- DATA FOR REVIEW -
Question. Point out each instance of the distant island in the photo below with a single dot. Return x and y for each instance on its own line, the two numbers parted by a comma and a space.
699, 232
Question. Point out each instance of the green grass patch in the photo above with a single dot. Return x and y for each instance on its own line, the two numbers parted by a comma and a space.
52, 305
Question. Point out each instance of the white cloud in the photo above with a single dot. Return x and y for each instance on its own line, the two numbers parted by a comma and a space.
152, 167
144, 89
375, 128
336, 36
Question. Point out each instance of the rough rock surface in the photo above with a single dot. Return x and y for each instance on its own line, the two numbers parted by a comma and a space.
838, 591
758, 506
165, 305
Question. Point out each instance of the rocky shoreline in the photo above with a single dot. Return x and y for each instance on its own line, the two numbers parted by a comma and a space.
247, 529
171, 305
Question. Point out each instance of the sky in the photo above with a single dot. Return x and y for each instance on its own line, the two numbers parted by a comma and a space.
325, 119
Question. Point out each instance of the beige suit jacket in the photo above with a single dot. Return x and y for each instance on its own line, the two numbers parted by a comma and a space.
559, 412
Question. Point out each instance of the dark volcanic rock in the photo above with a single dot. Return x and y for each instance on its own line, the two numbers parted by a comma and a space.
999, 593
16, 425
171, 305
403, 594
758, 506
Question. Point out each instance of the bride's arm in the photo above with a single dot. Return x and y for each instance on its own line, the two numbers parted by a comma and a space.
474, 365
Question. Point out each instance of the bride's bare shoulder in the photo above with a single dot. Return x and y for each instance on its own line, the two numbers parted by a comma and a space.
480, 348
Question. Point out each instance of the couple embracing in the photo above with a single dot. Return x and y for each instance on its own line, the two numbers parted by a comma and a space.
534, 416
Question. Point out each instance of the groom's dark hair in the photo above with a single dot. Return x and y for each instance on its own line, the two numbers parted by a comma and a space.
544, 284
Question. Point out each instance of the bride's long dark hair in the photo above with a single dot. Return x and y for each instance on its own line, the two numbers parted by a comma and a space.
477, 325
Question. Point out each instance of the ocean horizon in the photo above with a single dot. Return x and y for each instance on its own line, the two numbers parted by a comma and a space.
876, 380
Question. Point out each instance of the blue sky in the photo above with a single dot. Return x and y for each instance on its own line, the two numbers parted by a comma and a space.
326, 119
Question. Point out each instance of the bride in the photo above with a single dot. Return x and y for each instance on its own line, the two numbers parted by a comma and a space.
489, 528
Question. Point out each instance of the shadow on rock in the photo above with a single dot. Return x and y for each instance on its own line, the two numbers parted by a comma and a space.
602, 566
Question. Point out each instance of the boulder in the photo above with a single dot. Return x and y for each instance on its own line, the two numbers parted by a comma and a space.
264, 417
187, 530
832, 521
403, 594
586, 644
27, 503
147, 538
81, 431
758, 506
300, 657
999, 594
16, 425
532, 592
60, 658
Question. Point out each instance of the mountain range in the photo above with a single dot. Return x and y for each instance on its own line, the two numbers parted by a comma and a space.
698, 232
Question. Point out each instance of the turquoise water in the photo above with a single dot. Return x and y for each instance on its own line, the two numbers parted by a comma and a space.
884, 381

- WHAT NEEDS TO BE DONE -
Print the data in full, with each line exactly as given.

- EXPECTED ANSWER -
Question. Point out each instance of the distant island in the photo below with a single dot. Return x and y for each instance on its own line, the two numbers parted by a comma and a space.
699, 232
Question. Point out each instance of the green grass patch in the photo above with a single dot. Return x and y for each instance on its own line, the two numbers parted by a comma and a space.
52, 305
Question. Point out each instance of the white cloud in the photo above with a single dot. Return x and y for each instance on its own line, the two numbers parted by a comma and a space.
152, 167
144, 89
375, 128
336, 36
Question. Point out each instance of the rough rock surface in the photo above with a single dot. Return x and y for each instance on its own line, the two numbers parted by a comma and a space.
838, 591
758, 506
165, 305
Question. Point out each instance of the rocky shoreline in the photo above with a single dot. Return x and y for each instance on its own line, the two numbers parted by a comma and a space.
247, 529
171, 305
Question. Point out each instance of the sky in the photo above with a single dot. Return x and y for each instance on its own line, the two numbers parted by a comma and a space.
325, 119
Question. Point out each instance of the beige suit jacket in the photo above with a single dot. Return x and y for each instance on its own line, the two numbers parted by a comma and a space.
559, 412
Question. Point out each instance of the dark volcanic rock in the photo above with a single dot. Return x and y for each instance on its own line, the two numbers parted by a comma and a space.
999, 593
16, 425
171, 305
403, 594
758, 506
Question. Point out each instance of the bride's arm in the photo above with a single dot. Return x and y for each instance on its own line, the two numbers parted by a comma and a space.
474, 365
Question. Point out each instance of the bride's bare shoulder in the photo above with a single dot. Return x and y for each instance on its own line, the two numbers parted by a comma and a space.
480, 348
Question. Point out each instance of the couple embracing in the photo above with a single dot. Return x and y for each instance on its own line, the two numbers parted by a comma and a space.
534, 416
Question. Point out each instance of the groom's dark hair in the photo above with a single dot. Return x and y for each instance on its own line, the two numbers parted by a comma and a space.
544, 284
Question. Point out each instance of the bride's long dark hair in the photo above with a single dot. Return x and y for each instance on its own line, the two numbers parted by a comma and a space.
477, 325
Question. Point out each instance of the ocean horizon in the photo above with a single dot. Return x and y for each instance on its own line, the two numbers parted by a comma and a space.
876, 380
Question. Point out each instance of the blue sky in the photo above with a single dot. Return x and y for each instance on its own line, the two numbers parted by a comma and a space.
326, 119
Question. Point out each instance of the bride in the photo above with a single dot. Return x and y for each instance on its own line, the two numbers parted by a comma and a space.
489, 528
Question. Point out each instance of the shadow on rock in the photo above with a single dot. Return x and y for each instance on its own line, the two numbers parted by a comma and a space.
602, 566
Question. Point out each instance of the boulder in the photo above with a single dot. Return x and y for each instance on its own line, the two numbers parted by a comma and a space.
264, 417
187, 530
832, 521
403, 594
586, 644
27, 503
147, 538
81, 431
758, 506
300, 657
999, 594
16, 425
532, 592
60, 658
Question. Point out each instance of the mountain range in the photo above with a single dot. Return x and y for each instance on its own line, the two numbers parted by a comma and a space.
698, 232
Question. Point out each instance of the turquoise water in the photo above with a single dot. Return x and y for each instance on its own line, the two numbers parted by a comma and a space.
884, 381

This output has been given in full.